▸ Work required:
Some entries follow. Reproduce exactly the lines starting at the one with "hood shown in this photograph." and stopping after the one with "arm shown in this photograph.".

····················

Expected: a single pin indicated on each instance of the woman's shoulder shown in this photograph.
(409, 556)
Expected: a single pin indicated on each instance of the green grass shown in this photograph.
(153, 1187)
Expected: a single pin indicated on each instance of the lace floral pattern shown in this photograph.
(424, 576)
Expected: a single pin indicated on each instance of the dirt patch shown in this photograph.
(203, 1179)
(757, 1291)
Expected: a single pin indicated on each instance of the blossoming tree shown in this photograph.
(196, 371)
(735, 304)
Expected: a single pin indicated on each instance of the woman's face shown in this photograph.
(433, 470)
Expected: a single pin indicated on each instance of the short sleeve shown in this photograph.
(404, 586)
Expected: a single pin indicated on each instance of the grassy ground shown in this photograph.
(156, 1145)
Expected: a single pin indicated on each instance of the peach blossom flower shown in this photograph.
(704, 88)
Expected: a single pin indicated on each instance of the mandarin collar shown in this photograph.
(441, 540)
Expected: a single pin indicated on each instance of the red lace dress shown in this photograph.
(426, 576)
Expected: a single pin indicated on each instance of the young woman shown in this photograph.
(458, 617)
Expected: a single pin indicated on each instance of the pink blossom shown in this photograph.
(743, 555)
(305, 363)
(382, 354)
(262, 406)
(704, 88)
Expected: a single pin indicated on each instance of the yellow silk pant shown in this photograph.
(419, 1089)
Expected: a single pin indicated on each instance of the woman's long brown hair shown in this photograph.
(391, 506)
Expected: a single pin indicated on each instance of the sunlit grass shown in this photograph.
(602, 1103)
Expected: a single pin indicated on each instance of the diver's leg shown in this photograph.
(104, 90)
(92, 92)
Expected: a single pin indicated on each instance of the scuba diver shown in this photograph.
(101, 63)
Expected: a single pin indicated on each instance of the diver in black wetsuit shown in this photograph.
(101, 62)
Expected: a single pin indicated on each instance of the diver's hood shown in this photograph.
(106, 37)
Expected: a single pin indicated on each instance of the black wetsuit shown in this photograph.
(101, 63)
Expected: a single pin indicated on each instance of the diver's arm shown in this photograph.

····················

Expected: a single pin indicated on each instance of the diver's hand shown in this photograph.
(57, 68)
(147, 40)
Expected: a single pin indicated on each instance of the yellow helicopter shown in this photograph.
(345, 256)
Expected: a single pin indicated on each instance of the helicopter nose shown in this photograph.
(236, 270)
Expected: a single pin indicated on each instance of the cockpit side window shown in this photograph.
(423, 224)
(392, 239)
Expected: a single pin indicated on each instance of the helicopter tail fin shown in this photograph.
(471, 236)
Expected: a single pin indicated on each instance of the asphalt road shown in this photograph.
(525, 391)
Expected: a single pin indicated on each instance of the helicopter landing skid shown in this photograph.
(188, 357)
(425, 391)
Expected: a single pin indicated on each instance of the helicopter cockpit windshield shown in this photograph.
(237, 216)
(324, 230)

····················

▸ Solution below:
Expected: a single pin indicated on each instance of the diver's hood shown in this photograph.
(106, 37)
Expected: a single pin indicated on each instance of the black wetsuit shown in this photograph.
(101, 63)
Expected: a single pin indicated on each instance of the diver's arm shown in this photograph.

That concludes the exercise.